__Source passage__:
— Start —
Theater Review: The music rocks on in ‘Buddy’ at NCC

Wednesday, July 10, 2019 by CAROLE GORNEY Special to The Press in Focus

It wasn’t a long story. It covered a period of only a little more than 18 months, but it made up for its brevity with a blaze of musical genius that lives on 60 years later as a major influence on rock ‘n’ roll.

It is, of course, the Buddy Holly story retold on stage as “Buddy,” an exuberant musical through July 14, Northampton Community College Summer Theater.

The story begins in Lubbock, Texas, where 20-year-old Buddy Holly is starting out as a country-western singer. He’s not happy, though, ever since he discovered rock ‘n’ roll. He and his two friends, Joe and Jerry, start performing as The Crickets and sign a contract with innovative record producer Norman Petty (Dedrik Ramos).

Within hours of signing, Holly records “That’ll Be The Day.” Released in May 1957, the song soars to the top of the charts within weeks. The clock is ticking.

Director Bill Mutimer has once again demonstrated his love of all things musical, and his prowess with exuding every last ounce of high energy and enthusiasm out of his young casts.

In the case of “Buddy,” the task is even more challenging. Mutimer has only act one to tell most of the snippets of Holly’s life and burgeoning career and even then, everything is centered around the music: “Every Day,” “Shout,” “Peggy Sue,” “Oh Boy” and much more.

The second act is even lighter on acting than the first, requiring the cast and ensemble to be dancing, singing or playing instruments almost non-stop. In the opening night July 3 performance seen for this review, there were 44 actors on stage and in the aisles in almost perpetual motion during most of the act.

Starring as Buddy Holly, Matt McClure is dynamic at the mic, singing and playing the acoustic guitar. He has the largest speaking part, allowing him to give the audience a convincing glimpse of the somewhat shy, but determined young man with glasses who became an overnight music sensation.

Angelica Ramirez as Maria Elena Holly skillfully transitions her character from the bride proposed to and married in five hours to the fearful pregnant wife begging her husband not to fly on his concert tour. She brings the right touch of warmth and love to the role.
— End —
__Stored records__:
— Start —
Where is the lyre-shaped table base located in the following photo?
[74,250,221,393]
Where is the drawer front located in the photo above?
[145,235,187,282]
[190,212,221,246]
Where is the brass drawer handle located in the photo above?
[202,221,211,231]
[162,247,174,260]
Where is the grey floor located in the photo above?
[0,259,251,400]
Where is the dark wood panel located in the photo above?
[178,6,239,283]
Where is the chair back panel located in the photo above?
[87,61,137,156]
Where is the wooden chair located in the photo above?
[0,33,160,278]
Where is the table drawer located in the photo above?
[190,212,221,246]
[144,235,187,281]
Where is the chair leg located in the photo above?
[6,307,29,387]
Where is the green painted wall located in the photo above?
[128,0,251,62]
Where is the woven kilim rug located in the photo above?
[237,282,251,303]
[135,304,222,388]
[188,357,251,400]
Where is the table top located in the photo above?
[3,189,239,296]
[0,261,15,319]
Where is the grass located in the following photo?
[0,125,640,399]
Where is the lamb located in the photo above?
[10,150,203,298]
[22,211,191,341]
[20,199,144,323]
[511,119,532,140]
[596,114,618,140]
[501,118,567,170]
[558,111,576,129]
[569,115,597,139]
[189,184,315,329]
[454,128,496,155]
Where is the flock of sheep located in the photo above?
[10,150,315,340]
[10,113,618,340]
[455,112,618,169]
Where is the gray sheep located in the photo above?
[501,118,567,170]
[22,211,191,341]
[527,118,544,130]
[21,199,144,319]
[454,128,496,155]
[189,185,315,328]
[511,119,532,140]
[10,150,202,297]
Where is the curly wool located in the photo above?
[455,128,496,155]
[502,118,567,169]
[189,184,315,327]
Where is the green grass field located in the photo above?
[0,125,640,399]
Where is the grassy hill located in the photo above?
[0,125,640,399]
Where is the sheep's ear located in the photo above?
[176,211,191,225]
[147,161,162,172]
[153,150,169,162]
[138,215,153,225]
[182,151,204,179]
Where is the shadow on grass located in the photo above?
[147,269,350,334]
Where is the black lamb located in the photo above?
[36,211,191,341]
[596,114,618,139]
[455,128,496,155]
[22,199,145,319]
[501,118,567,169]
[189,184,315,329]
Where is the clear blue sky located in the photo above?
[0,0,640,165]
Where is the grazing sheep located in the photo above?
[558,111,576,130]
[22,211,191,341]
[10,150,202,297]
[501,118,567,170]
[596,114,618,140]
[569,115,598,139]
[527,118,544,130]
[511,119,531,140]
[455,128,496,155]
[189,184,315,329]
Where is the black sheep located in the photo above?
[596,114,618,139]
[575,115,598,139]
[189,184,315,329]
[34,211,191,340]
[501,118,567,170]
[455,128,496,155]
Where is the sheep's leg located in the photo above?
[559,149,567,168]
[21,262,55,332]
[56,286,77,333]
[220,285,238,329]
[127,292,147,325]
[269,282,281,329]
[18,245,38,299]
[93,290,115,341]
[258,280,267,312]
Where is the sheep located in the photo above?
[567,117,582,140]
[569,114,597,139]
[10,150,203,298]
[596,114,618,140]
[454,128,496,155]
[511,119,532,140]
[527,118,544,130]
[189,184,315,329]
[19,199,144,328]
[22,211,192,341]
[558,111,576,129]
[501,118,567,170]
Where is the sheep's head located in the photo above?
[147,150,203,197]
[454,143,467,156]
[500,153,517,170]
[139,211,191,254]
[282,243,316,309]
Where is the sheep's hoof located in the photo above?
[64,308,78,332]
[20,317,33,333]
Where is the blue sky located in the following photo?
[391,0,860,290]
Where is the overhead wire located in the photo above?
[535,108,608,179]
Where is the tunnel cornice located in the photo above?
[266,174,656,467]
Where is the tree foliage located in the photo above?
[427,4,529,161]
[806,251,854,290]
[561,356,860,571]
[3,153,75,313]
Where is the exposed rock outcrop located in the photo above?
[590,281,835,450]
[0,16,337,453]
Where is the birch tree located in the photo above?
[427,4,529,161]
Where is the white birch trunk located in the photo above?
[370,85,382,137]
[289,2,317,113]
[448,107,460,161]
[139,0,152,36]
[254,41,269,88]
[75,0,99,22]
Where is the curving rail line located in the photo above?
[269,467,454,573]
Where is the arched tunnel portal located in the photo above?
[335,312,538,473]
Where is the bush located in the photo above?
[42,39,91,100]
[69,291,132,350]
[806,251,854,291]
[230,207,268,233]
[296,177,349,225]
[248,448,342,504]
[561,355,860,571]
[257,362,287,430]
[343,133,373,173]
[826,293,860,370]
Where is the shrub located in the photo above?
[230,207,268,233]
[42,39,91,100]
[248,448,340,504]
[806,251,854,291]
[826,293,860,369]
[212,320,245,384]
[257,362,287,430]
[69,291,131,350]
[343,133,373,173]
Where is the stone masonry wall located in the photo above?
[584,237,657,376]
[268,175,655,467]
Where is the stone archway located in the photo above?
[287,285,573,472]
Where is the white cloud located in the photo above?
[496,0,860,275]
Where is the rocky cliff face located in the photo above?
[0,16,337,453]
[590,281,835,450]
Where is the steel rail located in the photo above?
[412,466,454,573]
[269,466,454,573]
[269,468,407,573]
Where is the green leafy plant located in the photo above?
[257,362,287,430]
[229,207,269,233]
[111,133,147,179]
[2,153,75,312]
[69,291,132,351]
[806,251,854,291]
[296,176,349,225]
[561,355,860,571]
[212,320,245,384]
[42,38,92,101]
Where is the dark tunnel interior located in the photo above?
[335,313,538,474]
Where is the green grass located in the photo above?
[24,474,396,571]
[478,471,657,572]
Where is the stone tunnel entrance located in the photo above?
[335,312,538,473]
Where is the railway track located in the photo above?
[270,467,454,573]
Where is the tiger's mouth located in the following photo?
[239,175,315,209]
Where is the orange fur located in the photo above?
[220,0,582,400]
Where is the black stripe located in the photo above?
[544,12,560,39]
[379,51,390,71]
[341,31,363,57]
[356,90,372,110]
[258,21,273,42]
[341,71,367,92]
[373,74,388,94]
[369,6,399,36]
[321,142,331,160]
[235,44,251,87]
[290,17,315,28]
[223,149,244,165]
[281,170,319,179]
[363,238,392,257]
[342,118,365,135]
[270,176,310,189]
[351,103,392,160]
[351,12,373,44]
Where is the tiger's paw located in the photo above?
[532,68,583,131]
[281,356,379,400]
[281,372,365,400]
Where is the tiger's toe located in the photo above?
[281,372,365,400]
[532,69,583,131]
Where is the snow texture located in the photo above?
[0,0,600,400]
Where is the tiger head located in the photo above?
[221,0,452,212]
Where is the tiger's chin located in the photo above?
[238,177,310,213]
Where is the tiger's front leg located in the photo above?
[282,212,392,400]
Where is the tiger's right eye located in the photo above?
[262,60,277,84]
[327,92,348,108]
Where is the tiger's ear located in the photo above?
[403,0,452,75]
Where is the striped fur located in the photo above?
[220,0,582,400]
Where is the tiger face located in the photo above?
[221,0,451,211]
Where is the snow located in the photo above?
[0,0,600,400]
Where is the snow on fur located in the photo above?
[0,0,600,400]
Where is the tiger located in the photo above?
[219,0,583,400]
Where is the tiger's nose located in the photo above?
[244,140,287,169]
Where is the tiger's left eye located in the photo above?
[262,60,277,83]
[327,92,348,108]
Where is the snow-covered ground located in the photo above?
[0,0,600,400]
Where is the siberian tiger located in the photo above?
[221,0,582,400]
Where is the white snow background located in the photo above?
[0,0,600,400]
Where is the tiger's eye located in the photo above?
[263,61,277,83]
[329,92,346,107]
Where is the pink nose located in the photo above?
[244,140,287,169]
— End —
__Stated task 1__: According to the review of "Buddy," why is directing this show an even greater challenge for Mutimer? Answer in one to three sentences.
__Stated task 2__: In the review of "Buddy," how many actors were on stage and in the aisles during the July 3 opening night performance?
__Stated task 3__: Pick up the review of "Buddy" after its final sentence and keep writing.

__Final result 1__: Mutimer has only the first act to tell most of the snippets of Holly's life and growing career, and even that act is centered on the music. The second act has even less acting, with the cast and ensemble dancing, singing or playing instruments almost non-stop.

__Final result 2__: 44 actors.

__Final result 3__:
James Morogiello, playing the Lubbock radio announcer Hi Pockets Duncan, fills in the time gaps and keeps the audience up-to-speed on new developments. He provides the right balance of emotions in his encounters with Holly, and in his last announcement at the end of the show.

Others in the cast who make the most of their limited speaking roles are Jason William Steffen (Joe), Alex Crossland (Jerry) and Stephen Peters (guitarist). As Vi Petty, Larissa Klinger provides some needed sparkle to the New Mexico recording studio scene.

Apollo Theatre concert soloist Jalon Mathis and the eight Apollo singers make it hard for audience members to stay in their seats when they give out with “Shout ... You know you make me wanna (Shout!), Kick my heels up and (Shout!), Throw my hands up and (Shout!).” The dancing and clapping performers bring the audience into the act.

Music director Nicholas Conti and choreographer Cristina Sohns William deserve much of the credit for creating an evening of entertainment that reflects the joy, energy and spirit that was the era of rock ‘n’ roll.

The Big Bopper (Sam Kashefska) belts out his hit, “Chantilly Lace,” followed by Ritchie Valenz (Matias De La Flor) with “La Bamba.”

With “Johnny Be Goode,” the show reaches a crescendo until “… the music died” Feb. 3, 1959.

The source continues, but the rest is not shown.